These strategic moves have put Walmsley at the top of Fortune Magazine’s Most Powerful Women in business . Trying to revitalize a stagnating pharmaceutical business (shares peaked in 1998 at $69.56 and have been on a slow decline ever since) by gambling on the development of new drugs is major.
Walmsley told CNBC she was hoping the joint venture with Pfizer would solve “…one of the biggest challenges in pharma development, which is it can take 10 years, cost billions of dollars and still have a 95% failure rate.”
She’s facing the challenge by using the steady cash flow promised by consumer healthcare to fund innovation in vaccines and pharmaceuticals over the next three years, before consumer healthcare splits off into its own company — and by investing in people.
When Walmsley was deciding to take on the role of CEO, she wrote on LeanIn.Org, “The brief was a big change agenda: people, portfolio, results and culture. Change is good but the outsiders leading it aren’t usually the most popular.”
It’s true that you’re unlikely to be trusted (or liked) when you’re coming into shake up an industry, but Walmsley has managed to win over her shareholders.

> **SET OF TASKS**
#1 Quote the passage about Walmsley from "She’s facing the" to "over her shareholders.".
#2 Write what comes next in the passage about Walmsley, picking up after its final sentence.

> **INFORMATION**
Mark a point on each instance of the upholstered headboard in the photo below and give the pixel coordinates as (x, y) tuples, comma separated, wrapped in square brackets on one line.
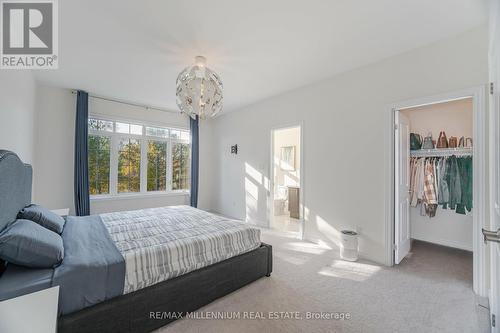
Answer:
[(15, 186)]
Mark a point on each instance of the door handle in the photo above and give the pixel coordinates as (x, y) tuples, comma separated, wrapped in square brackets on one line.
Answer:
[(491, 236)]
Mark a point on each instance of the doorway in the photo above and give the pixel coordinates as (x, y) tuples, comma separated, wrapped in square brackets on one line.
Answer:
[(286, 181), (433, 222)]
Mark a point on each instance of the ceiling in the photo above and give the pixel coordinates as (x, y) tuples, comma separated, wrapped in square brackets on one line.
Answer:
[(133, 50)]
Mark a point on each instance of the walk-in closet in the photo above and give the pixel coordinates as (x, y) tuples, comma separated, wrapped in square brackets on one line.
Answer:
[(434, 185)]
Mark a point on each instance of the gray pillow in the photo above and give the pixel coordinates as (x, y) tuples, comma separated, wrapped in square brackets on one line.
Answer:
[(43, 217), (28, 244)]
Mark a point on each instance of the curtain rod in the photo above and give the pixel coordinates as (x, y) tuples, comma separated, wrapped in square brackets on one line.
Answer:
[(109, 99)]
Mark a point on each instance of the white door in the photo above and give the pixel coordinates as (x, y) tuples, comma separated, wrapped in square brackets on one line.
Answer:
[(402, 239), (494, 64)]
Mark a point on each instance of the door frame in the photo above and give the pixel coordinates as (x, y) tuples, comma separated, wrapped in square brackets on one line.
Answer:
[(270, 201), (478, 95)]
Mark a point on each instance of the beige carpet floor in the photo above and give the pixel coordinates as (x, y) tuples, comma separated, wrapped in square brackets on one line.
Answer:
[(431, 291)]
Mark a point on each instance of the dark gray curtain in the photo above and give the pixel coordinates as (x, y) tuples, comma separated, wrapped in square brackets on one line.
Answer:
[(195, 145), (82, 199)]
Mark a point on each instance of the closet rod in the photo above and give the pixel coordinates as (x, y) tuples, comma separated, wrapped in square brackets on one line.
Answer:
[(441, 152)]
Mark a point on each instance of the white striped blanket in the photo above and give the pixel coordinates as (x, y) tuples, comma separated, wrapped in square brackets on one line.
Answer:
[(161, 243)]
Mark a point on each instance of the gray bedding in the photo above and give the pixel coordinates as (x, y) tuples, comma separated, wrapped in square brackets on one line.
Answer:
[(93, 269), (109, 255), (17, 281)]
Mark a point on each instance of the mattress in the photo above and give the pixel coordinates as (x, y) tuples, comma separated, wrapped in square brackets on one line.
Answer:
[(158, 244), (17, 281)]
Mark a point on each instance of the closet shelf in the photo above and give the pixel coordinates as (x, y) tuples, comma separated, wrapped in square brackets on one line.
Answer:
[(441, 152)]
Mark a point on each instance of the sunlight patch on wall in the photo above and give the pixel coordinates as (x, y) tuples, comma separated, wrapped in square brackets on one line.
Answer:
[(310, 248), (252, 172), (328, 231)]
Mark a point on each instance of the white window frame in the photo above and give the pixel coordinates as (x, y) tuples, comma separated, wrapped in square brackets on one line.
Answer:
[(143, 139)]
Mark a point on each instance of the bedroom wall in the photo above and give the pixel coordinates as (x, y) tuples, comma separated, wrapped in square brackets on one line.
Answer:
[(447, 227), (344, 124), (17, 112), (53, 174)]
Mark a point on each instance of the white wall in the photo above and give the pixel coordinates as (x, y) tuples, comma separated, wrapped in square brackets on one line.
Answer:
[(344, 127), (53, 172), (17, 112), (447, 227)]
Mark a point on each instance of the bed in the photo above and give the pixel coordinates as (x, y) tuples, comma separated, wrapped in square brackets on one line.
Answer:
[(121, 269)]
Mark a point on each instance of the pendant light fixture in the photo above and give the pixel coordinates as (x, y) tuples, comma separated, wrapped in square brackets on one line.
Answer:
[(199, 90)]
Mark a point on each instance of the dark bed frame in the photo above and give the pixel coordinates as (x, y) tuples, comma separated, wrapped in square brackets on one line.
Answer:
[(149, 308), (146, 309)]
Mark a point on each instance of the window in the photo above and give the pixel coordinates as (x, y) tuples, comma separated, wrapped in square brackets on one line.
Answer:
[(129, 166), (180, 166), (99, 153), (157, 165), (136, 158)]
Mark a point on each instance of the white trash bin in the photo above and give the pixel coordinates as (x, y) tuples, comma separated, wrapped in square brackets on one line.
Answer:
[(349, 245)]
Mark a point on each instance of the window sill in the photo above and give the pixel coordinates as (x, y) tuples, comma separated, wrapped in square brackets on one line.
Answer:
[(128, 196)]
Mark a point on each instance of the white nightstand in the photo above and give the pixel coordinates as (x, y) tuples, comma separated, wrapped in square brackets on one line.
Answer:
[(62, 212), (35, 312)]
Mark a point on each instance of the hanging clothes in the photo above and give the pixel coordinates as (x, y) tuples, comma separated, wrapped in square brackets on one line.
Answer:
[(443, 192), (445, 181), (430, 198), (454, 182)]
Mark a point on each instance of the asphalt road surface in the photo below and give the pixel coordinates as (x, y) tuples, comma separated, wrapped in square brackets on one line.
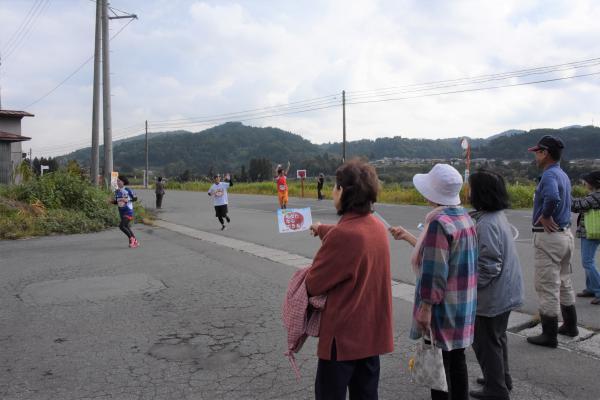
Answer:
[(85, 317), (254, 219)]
...
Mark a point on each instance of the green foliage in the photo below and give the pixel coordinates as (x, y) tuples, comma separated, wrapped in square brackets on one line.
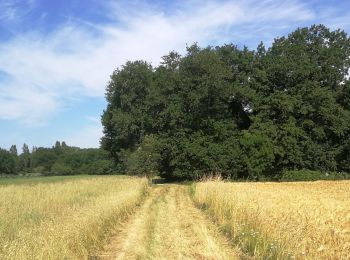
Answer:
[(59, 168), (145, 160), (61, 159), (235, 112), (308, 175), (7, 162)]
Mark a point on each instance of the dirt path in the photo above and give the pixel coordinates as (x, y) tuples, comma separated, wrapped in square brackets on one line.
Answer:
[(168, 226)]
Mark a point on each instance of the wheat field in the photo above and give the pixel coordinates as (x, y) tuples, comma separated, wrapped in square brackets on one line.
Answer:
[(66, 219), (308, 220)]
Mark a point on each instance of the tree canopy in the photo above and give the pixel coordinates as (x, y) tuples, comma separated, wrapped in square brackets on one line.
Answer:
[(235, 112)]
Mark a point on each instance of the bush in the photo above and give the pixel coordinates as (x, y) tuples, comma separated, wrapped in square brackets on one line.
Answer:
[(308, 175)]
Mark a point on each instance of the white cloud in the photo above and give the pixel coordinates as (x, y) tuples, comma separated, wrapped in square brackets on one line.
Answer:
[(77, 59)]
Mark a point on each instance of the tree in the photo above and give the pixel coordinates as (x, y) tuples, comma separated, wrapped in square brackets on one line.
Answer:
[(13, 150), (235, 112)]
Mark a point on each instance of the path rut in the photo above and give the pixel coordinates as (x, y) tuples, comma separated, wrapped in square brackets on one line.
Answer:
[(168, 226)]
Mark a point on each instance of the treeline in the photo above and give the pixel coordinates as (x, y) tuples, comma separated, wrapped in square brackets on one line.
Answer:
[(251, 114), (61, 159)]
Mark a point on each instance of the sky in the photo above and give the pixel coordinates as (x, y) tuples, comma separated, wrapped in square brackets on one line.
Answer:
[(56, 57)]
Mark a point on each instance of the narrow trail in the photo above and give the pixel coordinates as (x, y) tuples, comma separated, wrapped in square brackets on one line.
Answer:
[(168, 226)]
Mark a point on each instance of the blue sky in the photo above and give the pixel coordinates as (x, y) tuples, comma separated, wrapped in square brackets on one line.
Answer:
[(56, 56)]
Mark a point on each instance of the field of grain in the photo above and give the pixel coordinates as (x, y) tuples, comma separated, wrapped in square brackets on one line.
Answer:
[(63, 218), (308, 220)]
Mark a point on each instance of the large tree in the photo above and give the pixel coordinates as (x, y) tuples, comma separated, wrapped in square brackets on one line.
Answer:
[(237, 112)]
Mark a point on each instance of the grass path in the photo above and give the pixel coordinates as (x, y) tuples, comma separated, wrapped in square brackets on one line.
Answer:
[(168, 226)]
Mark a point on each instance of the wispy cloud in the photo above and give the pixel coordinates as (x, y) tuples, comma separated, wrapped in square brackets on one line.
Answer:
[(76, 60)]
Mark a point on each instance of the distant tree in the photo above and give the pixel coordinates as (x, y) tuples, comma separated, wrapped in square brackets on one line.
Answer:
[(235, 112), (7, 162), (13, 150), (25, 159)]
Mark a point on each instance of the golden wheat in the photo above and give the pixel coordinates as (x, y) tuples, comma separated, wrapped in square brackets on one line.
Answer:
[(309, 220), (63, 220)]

> **RESPONSES BY ITEM NUMBER**
#1
She’s facing the challenge by using the steady cash flow promised by consumer healthcare to fund innovation in vaccines and pharmaceuticals over the next three years, before consumer healthcare splits off into its own company — and by investing in people.
When Walmsley was deciding to take on the role of CEO, she wrote on LeanIn.Org, “The brief was a big change agenda: people, portfolio, results and culture. Change is good but the outsiders leading it aren’t usually the most popular.”
It’s true that you’re unlikely to be trusted (or liked) when you’re coming into shake up an industry, but Walmsley has managed to win over her shareholders.

#2
I love how she defined her role in an interview last summer with Fortune as: “…firstly, in setting strategy for the company and leading the allocation of capital to that strategy — because until you put the money where you say your strategy is, it’s not your strategy. Next is appointing the very best people in the world you can to execute that strategy. Third is defining and modeling the culture, whether it’s through your own behavior or through the people you appoint or through the actions you take. And then, finally, managing risk — whether that be, fundamentally, company reputation, operational risk, or strategic risk.”
I couldn’t agree more. Strategy is just a bunch of talk until it’s cooked into the business plan. In a book I co-authored and published this year, I highlighted the importance of choosing your team and creating a culture of transparency as you manage risk. Because innovation always involves risk, and, as we can see, the stakes are especially high for pharma.
What I was struck by from Walmsley’s recent interviews was her understanding of the digital marketplace, no doubt strengthened by her background in beauty and by having led marketing for GSK’s consumer healthcare prior to becoming CEO.
When asked whether Amazon’s foray into consumer healthcare was a consideration in the joint venture with Pfizer, Walmsley said, “It’s a good point, absolutely no question that digital in every sense, whether be the way we market brands or the way we distribute them or indeed the way we operate as companies for all of us in all industries is an incredibly important factor.”
Given that my experience in digital goes back to MapQuest, I find this to be incredibly relevant. No industry is immune from digital, and if any category isn’t exploring it, they should be.
In a longer interview with CNBC, the CEO put things in perspective by focusing GSK’s desire to do good.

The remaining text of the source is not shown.